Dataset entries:
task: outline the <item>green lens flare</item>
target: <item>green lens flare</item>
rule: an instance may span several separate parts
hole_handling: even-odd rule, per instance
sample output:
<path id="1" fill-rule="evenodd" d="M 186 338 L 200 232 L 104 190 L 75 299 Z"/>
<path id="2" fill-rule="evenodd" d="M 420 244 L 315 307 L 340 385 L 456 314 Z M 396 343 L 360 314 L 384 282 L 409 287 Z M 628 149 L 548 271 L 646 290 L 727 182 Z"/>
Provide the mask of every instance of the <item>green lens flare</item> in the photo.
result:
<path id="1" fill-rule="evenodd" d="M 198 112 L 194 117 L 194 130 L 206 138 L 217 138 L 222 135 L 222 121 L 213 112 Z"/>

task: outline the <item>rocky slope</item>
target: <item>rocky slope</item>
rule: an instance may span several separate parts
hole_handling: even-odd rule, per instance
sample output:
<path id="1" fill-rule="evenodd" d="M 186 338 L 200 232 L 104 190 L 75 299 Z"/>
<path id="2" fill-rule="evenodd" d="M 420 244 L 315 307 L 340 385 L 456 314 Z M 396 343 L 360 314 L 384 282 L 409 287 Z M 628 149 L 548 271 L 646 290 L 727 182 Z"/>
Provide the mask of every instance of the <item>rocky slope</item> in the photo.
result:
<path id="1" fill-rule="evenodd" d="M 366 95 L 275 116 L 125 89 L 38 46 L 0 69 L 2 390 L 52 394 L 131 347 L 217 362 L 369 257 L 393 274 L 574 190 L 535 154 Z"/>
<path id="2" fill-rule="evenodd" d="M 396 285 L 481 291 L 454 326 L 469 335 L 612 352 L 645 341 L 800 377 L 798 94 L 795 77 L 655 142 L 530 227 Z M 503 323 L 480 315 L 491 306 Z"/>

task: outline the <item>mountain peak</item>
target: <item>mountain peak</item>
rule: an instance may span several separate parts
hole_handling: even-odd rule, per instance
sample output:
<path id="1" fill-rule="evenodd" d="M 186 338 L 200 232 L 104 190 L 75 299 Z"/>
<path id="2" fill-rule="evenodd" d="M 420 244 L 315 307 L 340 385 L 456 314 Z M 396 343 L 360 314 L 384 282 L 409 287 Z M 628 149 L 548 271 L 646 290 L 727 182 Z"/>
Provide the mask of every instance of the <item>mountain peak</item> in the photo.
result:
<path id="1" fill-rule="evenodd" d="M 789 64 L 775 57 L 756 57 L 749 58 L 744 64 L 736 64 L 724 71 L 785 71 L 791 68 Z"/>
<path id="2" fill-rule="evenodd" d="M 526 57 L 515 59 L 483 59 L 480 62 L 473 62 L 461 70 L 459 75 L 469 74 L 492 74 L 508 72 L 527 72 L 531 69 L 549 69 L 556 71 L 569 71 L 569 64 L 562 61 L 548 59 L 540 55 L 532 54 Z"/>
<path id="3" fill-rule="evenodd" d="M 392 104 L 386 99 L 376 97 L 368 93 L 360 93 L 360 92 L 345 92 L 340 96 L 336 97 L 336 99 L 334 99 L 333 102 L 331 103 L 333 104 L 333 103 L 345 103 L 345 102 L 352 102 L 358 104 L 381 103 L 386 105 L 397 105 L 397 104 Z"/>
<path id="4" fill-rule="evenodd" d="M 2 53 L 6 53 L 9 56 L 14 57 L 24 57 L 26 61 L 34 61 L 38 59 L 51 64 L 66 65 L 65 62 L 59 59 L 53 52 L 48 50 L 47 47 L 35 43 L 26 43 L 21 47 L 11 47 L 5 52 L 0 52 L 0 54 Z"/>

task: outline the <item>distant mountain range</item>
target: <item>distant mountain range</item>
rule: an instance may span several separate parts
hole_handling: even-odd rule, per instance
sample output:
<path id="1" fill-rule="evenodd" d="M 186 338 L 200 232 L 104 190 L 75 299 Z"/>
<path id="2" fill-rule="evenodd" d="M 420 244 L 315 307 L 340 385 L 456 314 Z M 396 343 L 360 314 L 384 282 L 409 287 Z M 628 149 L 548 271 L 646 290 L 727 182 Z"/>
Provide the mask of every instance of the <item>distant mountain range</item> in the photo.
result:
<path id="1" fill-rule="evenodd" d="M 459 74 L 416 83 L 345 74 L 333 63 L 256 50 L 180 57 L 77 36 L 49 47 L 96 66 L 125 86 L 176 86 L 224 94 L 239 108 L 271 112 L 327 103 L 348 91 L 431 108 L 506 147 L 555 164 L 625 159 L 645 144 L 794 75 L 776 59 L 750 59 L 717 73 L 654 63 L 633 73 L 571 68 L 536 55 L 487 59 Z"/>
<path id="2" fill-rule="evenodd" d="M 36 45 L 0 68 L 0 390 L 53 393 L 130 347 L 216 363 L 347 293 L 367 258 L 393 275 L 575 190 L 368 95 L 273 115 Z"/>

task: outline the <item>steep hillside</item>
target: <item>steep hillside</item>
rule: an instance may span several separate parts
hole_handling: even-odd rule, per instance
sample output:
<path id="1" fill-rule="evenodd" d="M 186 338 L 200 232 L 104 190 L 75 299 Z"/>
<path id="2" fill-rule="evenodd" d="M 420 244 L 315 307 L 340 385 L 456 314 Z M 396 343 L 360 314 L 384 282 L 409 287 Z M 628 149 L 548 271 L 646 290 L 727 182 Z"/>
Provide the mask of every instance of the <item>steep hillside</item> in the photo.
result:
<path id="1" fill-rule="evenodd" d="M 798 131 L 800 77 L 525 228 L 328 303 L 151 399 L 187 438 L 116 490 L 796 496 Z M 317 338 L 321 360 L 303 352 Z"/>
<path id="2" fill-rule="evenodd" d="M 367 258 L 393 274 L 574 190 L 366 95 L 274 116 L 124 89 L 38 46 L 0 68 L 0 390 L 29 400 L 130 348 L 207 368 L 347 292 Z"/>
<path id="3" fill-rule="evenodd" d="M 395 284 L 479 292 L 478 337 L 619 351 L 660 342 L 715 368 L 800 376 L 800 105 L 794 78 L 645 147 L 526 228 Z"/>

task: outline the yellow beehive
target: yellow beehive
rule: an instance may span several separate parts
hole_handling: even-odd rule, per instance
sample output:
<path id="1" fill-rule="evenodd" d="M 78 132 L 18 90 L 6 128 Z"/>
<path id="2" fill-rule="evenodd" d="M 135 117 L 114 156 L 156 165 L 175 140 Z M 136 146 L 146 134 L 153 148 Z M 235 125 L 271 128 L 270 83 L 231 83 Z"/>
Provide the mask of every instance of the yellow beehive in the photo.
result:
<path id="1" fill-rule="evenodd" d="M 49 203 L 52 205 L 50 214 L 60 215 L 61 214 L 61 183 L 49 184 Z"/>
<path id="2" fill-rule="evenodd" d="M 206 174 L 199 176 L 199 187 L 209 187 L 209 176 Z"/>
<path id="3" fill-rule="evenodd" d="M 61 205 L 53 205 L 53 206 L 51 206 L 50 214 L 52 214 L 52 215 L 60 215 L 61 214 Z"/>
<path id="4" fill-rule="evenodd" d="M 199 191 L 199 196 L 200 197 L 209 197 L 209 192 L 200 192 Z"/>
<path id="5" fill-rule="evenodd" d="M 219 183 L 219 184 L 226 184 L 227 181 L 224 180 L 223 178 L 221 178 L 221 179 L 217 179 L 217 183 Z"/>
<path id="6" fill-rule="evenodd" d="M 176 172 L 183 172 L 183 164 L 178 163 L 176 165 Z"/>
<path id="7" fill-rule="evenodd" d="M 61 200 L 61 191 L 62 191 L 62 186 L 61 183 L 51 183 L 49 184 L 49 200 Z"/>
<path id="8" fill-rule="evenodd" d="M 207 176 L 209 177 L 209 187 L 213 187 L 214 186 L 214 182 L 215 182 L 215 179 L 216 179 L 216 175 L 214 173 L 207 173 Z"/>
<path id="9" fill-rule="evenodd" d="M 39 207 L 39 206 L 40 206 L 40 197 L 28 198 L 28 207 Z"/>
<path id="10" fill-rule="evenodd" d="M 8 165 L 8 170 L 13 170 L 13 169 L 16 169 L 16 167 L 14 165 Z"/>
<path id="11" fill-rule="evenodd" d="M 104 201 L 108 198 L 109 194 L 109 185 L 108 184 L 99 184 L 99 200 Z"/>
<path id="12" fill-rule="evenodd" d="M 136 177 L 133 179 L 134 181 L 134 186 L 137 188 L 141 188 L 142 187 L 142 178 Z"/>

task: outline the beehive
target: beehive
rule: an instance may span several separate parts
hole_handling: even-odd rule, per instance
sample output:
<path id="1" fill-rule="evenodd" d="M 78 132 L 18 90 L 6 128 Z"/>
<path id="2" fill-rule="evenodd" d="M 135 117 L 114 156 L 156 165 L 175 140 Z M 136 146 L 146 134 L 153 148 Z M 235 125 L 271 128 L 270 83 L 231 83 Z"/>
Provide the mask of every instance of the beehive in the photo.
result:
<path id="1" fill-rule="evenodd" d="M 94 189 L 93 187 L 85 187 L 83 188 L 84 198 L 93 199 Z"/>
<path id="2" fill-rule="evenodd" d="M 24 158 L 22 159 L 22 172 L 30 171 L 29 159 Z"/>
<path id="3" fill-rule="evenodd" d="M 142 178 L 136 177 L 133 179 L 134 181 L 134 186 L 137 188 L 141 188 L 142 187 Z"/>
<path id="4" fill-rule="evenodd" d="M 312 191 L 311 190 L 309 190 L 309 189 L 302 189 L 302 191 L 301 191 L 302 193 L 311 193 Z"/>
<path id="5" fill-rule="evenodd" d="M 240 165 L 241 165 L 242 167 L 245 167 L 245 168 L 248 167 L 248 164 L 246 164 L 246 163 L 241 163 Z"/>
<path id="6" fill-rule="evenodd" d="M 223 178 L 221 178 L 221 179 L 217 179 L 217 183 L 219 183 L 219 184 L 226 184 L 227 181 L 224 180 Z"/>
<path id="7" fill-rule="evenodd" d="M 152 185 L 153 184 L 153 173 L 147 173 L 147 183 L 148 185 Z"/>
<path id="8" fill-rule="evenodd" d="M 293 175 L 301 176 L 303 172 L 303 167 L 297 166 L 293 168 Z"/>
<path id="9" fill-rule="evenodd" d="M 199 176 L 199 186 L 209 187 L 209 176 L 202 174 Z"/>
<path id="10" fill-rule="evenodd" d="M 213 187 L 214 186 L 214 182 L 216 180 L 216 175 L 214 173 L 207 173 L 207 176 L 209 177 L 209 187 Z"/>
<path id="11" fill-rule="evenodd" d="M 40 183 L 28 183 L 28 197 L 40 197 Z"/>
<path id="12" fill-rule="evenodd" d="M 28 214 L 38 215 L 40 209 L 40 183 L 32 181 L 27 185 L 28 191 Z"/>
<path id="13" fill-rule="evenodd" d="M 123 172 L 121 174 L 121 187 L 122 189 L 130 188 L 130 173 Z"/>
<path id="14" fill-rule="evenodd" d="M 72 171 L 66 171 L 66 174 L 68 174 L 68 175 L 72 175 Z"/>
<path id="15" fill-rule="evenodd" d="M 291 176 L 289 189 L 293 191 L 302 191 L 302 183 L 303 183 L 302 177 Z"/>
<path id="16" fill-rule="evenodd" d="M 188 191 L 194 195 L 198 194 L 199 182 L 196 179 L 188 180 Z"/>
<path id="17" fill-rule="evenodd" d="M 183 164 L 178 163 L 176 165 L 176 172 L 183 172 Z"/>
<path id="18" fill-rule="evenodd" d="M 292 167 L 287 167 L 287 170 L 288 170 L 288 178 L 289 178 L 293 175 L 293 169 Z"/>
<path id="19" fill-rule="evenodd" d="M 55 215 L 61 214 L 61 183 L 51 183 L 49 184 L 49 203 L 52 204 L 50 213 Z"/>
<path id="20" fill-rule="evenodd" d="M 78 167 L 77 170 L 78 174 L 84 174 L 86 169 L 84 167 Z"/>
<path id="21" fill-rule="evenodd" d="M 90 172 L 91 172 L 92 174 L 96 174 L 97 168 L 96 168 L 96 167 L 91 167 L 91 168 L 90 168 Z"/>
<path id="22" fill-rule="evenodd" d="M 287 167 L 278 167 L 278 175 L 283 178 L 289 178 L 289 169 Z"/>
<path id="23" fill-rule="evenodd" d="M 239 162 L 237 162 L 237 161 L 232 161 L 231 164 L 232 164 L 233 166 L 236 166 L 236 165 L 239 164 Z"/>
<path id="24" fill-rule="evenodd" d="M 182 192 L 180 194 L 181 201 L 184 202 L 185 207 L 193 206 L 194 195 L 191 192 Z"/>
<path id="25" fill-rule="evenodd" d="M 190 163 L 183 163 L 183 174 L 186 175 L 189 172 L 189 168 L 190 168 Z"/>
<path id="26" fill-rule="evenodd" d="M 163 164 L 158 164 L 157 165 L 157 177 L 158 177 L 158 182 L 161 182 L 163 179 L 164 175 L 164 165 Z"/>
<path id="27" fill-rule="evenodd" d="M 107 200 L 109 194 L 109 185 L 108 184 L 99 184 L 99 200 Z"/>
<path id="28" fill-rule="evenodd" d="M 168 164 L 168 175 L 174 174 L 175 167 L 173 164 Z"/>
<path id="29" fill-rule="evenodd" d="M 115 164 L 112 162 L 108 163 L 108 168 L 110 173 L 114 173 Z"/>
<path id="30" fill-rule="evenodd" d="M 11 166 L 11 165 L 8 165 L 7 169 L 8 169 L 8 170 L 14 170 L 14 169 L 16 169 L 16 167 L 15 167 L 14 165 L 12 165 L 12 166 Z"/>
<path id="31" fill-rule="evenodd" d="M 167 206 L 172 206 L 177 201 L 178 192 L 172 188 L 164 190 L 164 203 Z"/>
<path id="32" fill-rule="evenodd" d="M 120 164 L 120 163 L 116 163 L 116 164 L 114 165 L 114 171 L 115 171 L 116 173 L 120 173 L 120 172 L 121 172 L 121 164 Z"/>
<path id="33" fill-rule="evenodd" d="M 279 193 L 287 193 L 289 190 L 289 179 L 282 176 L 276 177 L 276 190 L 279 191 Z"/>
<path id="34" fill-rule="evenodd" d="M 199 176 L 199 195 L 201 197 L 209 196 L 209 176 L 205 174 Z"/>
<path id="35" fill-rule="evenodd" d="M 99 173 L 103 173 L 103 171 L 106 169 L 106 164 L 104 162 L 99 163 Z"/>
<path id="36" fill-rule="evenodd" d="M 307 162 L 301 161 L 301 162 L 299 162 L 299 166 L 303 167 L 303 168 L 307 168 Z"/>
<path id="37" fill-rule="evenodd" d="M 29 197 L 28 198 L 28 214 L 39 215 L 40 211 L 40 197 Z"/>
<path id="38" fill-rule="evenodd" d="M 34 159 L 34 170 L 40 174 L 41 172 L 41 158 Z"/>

#### [Activity]
Your task is to count the lines of the records that contain "photo". Answer with only that number.

#### [Response area]
7